Your objective: Copy everything from the line containing "the goat's ear" down to the end of the material, changing "Marked at" to "Placed at" and leaving all else as it is. Omit the pictures.

Data provided:
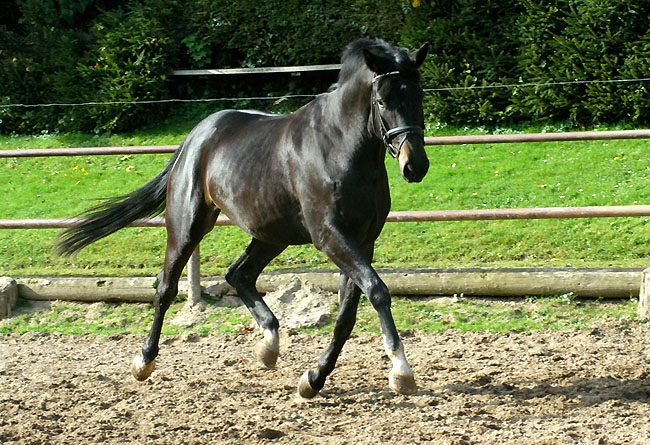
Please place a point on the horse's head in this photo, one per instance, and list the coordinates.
(396, 106)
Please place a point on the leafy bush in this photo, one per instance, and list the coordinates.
(590, 40)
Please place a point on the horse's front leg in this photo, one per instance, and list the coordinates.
(352, 261)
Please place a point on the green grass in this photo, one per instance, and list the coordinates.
(412, 316)
(460, 177)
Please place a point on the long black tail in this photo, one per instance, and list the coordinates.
(116, 213)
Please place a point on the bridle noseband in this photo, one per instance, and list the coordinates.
(387, 135)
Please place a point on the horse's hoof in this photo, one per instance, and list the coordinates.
(304, 388)
(403, 384)
(140, 370)
(266, 354)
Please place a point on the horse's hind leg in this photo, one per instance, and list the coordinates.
(242, 275)
(186, 226)
(313, 381)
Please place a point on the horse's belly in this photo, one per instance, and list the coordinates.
(286, 230)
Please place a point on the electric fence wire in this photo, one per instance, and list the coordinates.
(306, 96)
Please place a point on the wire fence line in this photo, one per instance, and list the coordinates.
(307, 96)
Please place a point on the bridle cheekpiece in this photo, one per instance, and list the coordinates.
(388, 135)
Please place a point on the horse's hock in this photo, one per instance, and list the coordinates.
(8, 296)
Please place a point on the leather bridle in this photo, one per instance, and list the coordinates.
(388, 135)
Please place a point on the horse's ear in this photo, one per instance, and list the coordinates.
(418, 55)
(377, 60)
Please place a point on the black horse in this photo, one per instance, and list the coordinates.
(315, 176)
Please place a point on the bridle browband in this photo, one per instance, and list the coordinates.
(387, 135)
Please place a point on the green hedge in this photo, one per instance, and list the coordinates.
(99, 50)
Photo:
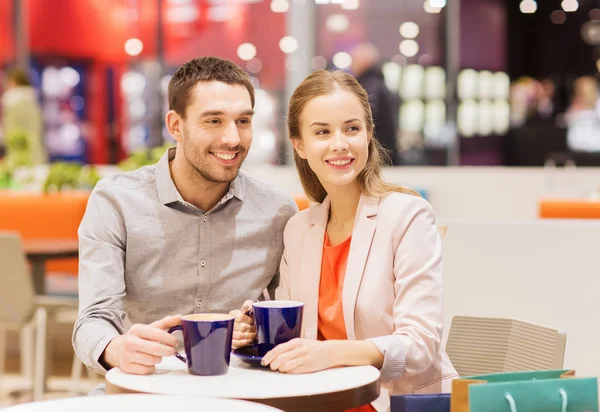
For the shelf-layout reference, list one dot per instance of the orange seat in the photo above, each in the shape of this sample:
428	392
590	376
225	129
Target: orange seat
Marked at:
40	216
569	209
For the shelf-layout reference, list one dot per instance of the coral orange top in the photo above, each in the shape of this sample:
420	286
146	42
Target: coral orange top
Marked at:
331	313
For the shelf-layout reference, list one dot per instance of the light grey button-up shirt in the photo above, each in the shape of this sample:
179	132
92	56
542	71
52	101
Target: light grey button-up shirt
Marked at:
145	253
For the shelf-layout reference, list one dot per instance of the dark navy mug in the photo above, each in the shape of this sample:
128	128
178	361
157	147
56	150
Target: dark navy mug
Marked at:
277	321
207	340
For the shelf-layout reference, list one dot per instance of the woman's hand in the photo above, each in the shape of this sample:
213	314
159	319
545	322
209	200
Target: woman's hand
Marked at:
301	356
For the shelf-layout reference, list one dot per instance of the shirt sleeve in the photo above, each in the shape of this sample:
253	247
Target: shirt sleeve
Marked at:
102	240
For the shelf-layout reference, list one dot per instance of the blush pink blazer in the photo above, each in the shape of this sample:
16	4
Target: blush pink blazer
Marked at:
392	293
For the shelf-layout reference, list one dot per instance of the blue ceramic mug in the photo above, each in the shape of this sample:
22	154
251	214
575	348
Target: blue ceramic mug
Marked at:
277	321
207	340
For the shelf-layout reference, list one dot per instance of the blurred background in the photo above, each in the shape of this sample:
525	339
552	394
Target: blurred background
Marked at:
489	108
470	82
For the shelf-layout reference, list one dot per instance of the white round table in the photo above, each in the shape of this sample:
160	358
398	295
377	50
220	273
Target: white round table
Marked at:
333	389
145	403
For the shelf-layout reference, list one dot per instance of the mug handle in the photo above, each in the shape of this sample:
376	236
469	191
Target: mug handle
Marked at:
177	354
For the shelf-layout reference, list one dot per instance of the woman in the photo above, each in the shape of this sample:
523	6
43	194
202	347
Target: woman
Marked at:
367	260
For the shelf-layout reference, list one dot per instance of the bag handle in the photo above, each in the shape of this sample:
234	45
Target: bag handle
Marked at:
561	391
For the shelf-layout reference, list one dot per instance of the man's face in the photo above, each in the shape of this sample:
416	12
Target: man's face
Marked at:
216	131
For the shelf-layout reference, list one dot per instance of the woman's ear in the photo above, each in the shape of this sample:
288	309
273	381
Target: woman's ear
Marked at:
299	147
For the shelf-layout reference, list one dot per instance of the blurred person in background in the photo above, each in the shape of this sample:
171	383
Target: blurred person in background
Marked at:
384	104
583	117
22	116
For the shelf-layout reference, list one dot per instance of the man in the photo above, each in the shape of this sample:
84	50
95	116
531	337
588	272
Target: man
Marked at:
191	234
384	104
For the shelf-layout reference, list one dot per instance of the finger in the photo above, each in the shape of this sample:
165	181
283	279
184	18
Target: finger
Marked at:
293	366
243	318
167	322
238	335
155	335
148	347
241	343
276	351
282	359
144	359
243	327
247	306
137	369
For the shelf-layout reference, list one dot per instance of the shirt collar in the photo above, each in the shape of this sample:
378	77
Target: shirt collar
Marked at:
167	192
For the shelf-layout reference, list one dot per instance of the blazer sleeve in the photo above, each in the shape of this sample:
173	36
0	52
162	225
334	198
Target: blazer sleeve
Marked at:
418	304
283	290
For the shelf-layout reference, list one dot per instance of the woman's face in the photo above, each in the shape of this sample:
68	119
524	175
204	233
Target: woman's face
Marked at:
334	138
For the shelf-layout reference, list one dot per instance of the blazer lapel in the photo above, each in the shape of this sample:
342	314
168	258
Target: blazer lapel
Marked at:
360	246
310	277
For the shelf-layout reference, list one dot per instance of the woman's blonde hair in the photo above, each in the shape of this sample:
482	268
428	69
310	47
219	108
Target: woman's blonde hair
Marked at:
320	83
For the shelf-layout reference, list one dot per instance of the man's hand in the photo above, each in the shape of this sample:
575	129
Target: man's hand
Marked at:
244	331
142	347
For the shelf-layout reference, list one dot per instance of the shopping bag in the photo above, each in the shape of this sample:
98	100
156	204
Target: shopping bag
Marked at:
469	395
421	403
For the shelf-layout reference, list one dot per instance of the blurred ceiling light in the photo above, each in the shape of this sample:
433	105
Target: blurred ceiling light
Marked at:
292	63
288	44
337	23
430	9
246	51
425	60
182	13
528	6
134	47
570	5
409	30
558	17
342	60
220	13
69	76
399	59
280	6
319	63
409	48
350	4
254	66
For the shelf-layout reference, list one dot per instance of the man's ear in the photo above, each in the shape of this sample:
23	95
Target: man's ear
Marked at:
299	147
174	124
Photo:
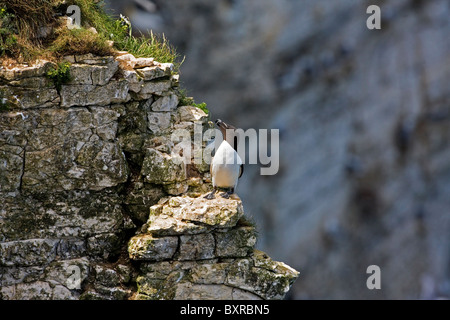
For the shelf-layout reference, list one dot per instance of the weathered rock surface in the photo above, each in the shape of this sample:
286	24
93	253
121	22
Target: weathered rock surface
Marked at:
204	249
85	166
364	131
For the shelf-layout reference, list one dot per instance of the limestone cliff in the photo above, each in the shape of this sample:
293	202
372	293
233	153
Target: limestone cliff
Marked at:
86	164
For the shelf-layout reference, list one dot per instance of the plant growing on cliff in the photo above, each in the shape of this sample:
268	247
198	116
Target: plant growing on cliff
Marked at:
189	101
120	31
7	38
60	75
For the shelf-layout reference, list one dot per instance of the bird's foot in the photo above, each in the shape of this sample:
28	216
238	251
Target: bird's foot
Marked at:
210	196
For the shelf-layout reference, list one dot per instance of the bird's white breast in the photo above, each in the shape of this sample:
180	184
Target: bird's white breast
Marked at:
226	166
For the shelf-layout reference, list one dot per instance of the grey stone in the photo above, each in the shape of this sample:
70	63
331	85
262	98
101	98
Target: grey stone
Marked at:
167	103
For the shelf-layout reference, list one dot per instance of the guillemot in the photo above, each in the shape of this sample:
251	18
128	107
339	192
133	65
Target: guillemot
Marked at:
226	166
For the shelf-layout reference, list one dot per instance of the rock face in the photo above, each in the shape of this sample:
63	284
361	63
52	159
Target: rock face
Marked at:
200	249
364	131
81	164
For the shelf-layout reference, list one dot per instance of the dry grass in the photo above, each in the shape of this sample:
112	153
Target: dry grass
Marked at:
21	23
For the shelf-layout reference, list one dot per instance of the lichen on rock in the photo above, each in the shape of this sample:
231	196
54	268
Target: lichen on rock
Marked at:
214	257
85	165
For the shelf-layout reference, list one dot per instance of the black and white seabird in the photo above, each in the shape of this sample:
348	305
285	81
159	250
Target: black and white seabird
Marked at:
226	166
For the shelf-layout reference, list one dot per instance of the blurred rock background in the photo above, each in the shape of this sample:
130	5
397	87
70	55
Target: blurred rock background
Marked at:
364	119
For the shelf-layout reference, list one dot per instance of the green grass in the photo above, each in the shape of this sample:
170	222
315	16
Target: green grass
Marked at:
119	31
60	75
20	22
189	101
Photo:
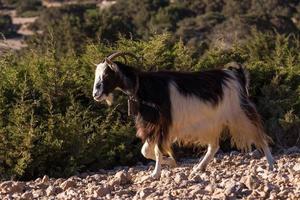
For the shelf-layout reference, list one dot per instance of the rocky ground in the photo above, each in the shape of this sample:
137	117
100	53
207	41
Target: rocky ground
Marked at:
229	176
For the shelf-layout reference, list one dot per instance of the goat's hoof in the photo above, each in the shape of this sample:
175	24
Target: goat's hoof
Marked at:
155	176
172	163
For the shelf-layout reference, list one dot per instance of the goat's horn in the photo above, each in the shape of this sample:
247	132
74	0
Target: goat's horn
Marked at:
122	53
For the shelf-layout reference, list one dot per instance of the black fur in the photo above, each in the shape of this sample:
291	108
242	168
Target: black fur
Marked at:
153	87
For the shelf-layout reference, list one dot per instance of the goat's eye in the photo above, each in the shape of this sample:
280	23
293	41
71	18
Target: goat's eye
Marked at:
105	75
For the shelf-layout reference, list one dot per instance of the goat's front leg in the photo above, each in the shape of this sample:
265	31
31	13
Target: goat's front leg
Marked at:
211	151
158	157
148	152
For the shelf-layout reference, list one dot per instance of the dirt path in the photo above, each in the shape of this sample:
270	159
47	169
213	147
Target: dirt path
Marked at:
229	176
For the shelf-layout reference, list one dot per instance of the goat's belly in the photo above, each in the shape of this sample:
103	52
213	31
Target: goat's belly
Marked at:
194	120
203	131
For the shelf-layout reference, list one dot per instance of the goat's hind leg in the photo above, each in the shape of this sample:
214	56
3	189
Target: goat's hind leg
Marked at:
211	151
269	157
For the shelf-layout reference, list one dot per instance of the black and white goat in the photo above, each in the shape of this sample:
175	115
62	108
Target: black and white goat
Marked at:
188	107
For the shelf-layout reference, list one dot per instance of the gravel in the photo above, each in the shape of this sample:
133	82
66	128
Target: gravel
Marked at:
228	176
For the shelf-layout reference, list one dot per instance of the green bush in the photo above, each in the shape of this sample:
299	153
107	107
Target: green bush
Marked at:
28	8
49	123
6	26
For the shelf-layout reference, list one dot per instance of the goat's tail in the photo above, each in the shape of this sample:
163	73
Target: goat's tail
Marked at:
242	75
246	128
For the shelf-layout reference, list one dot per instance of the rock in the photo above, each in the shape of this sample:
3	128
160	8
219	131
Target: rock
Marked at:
196	189
5	186
143	193
210	188
45	179
230	187
16	187
121	178
180	177
58	181
68	184
38	193
251	181
296	167
53	190
27	196
255	154
292	150
101	191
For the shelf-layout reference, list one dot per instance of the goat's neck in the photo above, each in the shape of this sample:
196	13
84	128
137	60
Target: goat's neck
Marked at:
131	86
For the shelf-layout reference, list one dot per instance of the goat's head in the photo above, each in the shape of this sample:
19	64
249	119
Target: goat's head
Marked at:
108	77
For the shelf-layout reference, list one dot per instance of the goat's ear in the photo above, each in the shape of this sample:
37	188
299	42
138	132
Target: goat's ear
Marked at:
112	65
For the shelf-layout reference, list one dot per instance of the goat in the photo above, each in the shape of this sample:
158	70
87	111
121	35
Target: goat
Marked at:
188	107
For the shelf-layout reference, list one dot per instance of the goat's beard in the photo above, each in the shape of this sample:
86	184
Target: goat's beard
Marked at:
109	99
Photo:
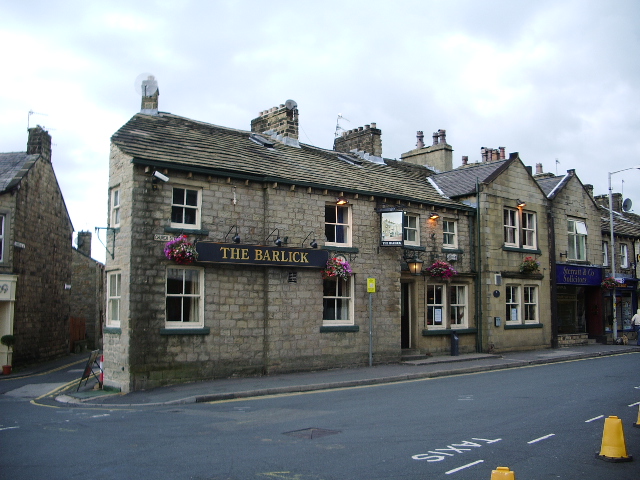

Result of this task:
For the shelf-layout reference, list one dot per instance of the goat's ear in the photo above, each in the shape of this sample:
37	188
299	42
138	132
Target: goat's ear
Placed at:
112	65
For the shelf-layout reference, list one dot per instance of the goat in the photo above, each in the shape of this sample:
158	70
87	111
121	35
Target: goat
Placed at:
188	107
For the shelf-layout reference, list one dot per instance of the goat's beard in the photo above, each in the shape of this sample:
86	184
Target: goat's beard
Placed at:
109	99
Photo:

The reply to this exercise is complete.